◆ **Problem details**
Reproduce verbatim every line from the one that includes "For every instance of the marble" to the closing line of the entries; omit everything before it.

##### The input #####

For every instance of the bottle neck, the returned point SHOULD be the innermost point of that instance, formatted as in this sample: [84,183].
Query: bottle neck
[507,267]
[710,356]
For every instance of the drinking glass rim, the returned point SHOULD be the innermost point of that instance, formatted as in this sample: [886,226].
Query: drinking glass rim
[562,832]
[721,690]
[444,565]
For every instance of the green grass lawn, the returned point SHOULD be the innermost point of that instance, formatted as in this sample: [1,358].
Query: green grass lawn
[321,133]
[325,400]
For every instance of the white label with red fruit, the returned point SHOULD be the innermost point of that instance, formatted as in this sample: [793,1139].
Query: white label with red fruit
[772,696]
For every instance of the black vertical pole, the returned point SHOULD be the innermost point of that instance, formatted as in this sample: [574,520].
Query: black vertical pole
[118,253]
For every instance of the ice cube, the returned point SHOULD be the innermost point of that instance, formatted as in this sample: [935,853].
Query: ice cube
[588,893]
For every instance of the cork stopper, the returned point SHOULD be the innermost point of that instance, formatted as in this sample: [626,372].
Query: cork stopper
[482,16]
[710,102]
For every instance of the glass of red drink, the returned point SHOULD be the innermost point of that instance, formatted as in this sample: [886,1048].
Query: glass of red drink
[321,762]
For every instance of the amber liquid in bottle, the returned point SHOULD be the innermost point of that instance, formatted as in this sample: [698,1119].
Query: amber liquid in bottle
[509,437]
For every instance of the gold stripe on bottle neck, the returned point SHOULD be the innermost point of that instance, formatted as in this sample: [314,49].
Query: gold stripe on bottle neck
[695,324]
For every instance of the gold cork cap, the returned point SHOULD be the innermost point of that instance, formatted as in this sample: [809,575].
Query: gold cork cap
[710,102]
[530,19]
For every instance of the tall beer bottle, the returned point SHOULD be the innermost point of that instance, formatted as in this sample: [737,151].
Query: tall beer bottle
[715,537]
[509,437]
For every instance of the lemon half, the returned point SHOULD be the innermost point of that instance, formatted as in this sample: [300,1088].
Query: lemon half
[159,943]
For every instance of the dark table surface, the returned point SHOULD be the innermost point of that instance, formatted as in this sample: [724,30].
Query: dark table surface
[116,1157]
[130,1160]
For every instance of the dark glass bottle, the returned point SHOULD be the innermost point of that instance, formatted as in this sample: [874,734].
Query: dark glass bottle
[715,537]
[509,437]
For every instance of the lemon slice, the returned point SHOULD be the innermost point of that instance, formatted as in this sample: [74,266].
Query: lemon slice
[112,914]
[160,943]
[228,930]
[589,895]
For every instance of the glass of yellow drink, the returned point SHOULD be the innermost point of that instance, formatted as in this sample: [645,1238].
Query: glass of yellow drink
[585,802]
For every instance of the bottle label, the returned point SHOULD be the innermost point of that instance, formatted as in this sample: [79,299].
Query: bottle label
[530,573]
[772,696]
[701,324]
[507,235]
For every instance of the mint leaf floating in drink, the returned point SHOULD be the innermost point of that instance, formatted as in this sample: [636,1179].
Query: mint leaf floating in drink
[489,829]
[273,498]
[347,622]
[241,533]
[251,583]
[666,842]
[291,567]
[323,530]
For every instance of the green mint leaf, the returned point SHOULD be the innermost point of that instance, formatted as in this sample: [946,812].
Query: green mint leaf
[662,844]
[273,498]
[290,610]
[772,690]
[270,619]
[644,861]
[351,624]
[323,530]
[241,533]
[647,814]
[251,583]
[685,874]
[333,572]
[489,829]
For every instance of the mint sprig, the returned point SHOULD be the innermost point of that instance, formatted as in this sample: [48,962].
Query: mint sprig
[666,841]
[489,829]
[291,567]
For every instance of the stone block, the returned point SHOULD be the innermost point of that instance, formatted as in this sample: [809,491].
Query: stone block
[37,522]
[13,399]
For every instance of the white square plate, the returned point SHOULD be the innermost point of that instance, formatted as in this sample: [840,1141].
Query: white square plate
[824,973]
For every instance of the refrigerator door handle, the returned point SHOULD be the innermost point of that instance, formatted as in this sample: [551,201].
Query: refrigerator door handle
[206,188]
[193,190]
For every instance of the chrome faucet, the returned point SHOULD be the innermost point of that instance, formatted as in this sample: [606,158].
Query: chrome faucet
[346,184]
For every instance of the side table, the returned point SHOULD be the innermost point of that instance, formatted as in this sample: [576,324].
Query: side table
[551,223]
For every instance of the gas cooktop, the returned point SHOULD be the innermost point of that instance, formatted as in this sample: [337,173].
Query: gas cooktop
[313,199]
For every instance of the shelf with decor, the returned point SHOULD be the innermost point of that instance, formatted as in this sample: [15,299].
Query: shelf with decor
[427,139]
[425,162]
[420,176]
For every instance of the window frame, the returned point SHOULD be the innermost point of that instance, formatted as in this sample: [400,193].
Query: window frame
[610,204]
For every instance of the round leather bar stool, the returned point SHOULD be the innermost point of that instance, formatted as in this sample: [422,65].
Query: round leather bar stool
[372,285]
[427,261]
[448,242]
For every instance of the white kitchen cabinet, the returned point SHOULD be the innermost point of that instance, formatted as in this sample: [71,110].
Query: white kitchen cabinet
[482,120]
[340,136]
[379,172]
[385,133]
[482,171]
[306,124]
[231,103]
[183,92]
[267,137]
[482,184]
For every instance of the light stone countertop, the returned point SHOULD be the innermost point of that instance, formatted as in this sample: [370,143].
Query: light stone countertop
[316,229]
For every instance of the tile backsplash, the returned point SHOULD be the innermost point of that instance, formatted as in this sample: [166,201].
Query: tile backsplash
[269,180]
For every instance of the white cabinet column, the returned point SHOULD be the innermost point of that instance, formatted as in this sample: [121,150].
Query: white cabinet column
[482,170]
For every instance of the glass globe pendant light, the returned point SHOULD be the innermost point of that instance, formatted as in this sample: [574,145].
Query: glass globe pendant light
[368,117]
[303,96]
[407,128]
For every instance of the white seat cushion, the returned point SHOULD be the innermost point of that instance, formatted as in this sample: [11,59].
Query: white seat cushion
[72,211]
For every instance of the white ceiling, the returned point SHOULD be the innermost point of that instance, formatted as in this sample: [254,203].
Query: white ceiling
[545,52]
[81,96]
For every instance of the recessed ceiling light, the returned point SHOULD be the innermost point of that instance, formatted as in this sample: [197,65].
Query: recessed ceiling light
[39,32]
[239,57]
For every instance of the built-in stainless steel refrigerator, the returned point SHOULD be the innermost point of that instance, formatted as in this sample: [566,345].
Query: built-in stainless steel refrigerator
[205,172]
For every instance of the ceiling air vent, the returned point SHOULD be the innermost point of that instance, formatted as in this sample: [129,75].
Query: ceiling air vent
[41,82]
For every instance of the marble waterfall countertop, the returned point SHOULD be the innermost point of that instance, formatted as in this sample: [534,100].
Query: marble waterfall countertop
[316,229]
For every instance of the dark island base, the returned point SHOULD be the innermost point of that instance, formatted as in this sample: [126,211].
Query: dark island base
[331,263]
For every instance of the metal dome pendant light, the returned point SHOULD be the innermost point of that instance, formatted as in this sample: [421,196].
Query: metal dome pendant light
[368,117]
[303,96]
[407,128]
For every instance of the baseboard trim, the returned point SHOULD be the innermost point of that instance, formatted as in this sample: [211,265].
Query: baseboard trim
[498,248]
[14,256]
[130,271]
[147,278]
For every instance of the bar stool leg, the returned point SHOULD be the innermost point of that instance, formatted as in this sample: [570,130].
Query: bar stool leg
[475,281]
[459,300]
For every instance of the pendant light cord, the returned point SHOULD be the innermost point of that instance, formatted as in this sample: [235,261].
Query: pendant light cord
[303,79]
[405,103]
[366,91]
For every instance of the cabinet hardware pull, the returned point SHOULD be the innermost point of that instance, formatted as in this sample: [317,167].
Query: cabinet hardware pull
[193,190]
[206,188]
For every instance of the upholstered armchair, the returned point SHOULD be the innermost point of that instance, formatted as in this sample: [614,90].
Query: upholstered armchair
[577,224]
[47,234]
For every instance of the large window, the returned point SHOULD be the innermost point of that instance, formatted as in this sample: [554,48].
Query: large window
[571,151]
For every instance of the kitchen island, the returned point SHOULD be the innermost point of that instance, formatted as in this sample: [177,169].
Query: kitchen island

#####

◆ **The answer**
For every instance of the marble waterfall countertop, the returned point SHOULD be the innermost point of that instance, formatted as in this sample: [534,100].
Query: marble waterfall countertop
[316,229]
For every instance of the dark island base, the returned point SHOULD be the innermost point of that instance, formatted as in this sample: [126,211].
Query: dark island base
[331,263]
For every instance of the metal dome pendant light, the returned point SHOULD be the innermost point of that instance, formatted as in this sample: [421,196].
Query: metal dome pendant light
[368,117]
[303,96]
[407,128]
For every instance of the baseboard trim, the returned point SHOULD be the innermost point of that instance, formatted as in this sample: [211,265].
Query: baseboard trim
[498,248]
[14,256]
[130,271]
[147,278]
For every instance of the bar stool leg, the returned point SHOULD be the innermost point of that instance, formatted as in this sample: [570,130].
Query: bar stool leg
[475,281]
[459,300]
For every instance of the pendant light cord, the returned point SHOULD be the innermost point of that instance, formatted as in this sample: [235,261].
Query: pendant light cord
[303,79]
[405,103]
[366,91]
For every instance of the cabinet hardware pull, the returned point SHOULD be the innermost point of that instance, formatted as in this sample: [317,167].
Query: cabinet hardware pull
[193,190]
[206,188]
For every instance of the upholstered armchair, the returned point SHOULD be the innermost point of that instance, formatted as in this sample: [614,90].
Query: upholstered armchair
[577,224]
[47,234]
For every instance of the large window, the returned point SHOULD be the innermost point of that instance, formatted as in this sample: [554,48].
Query: large window
[571,151]
For every instance of the kitchen island, the returned point SHOULD be the innermost point of that instance, formatted as in this sample: [177,169].
Query: kitchen island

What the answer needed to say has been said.